| WHAT YOU SHOULD DO |
All of the data below is to be printed again exactly.

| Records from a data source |
--------

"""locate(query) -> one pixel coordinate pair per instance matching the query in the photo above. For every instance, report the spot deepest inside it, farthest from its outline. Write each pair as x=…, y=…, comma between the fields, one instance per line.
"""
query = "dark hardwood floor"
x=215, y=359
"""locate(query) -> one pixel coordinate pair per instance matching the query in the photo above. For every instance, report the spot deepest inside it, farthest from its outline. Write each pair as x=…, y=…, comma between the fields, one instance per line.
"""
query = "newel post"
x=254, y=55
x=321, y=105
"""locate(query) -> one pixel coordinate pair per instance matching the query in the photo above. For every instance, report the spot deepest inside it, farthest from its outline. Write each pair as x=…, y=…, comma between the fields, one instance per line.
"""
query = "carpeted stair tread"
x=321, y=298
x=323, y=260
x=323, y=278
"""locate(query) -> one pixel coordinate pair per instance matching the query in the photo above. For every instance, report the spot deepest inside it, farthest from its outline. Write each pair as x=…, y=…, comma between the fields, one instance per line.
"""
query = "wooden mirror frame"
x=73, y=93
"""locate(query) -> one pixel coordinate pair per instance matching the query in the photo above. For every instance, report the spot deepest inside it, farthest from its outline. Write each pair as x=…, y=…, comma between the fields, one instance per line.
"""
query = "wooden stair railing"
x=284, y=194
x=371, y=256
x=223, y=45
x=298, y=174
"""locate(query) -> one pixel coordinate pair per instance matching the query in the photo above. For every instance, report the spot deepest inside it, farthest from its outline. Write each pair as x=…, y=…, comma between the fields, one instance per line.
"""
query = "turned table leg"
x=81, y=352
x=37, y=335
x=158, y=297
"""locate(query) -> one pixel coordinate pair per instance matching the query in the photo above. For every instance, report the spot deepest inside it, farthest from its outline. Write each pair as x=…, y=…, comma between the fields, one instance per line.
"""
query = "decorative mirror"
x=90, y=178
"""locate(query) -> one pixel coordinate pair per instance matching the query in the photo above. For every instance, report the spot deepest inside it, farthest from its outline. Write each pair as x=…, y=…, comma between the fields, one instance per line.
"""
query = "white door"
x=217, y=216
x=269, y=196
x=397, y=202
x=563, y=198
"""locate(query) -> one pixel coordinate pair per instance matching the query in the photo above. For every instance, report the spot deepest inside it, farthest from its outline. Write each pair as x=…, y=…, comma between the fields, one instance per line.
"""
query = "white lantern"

--------

| ANSWER BELOW |
"""locate(query) -> one pixel coordinate pair per instance matching the query in the photo above. For every instance, report the spot deepest inside it, farthest from its outline. Write each pair as x=…, y=…, comma between the fields, one instance per line.
"""
query = "dark hardwood floor"
x=215, y=359
"""locate(query) -> one pixel coordinate pair per instance matching the query in the photo above. For every instance, report the spot deepest inside it, farthest from its outline. Write each pair as x=…, y=…, comma between the fields, one instance per line.
"""
query = "newel post"
x=254, y=55
x=321, y=105
"""locate(query) -> one pixel coordinate pair per instance matching the query in the photo above. For every instance, report the spot deepest inside it, farthest from its outline. Write each pair as x=…, y=…, comma between the fields, one instance per line.
"""
query = "carpeted stair tread"
x=321, y=298
x=323, y=260
x=323, y=278
"""locate(query) -> one pixel coordinate pair per instance matching the query in the photo above. For every instance, report the spot deepest inside it, farthest from its outline. Write each pair as x=…, y=…, comma between the fields, one instance per line.
"""
query = "wooden mirror frame"
x=73, y=93
"""locate(query) -> one pixel coordinate pair per instance matching the query in the photo above. For every instance, report the spot deepest inside it, farthest from its outline. Write each pair as x=…, y=…, comma between the fields, one instance per line.
"""
query = "wooden stair railing"
x=284, y=194
x=371, y=256
x=223, y=45
x=298, y=174
"""locate(query) -> one pixel coordinate pair per instance matching the query in the photo above. For every instance, report the spot deepest inside it, farthest from its outline. Write each pair as x=…, y=…, comma between the fields, one instance per line.
"""
query = "turned table leg"
x=81, y=352
x=37, y=335
x=158, y=297
"""locate(query) -> one pixel coordinate pair per instance matching the query in the photo above. For every instance, report the spot deepest inside it, farthest from its outline. Write each pair as x=…, y=…, comma between the fields, one instance per line.
"""
query = "decorative mirror"
x=90, y=178
"""locate(query) -> one pixel coordinate pair per instance matching the query in the photo above. For every instance, report the spot deepest inside it, farthest from its outline. Write each pair as x=…, y=…, comma between the fields, one instance per line.
"""
query = "white door"
x=217, y=216
x=269, y=196
x=397, y=202
x=563, y=198
"""locate(query) -> one pixel coordinate pair per instance matching the query in the photo above. For every instance, report the spot deepest inside it, farthest from its outline. Write each pair as x=…, y=…, comma between the fields, one instance per line.
"""
query = "white lantern"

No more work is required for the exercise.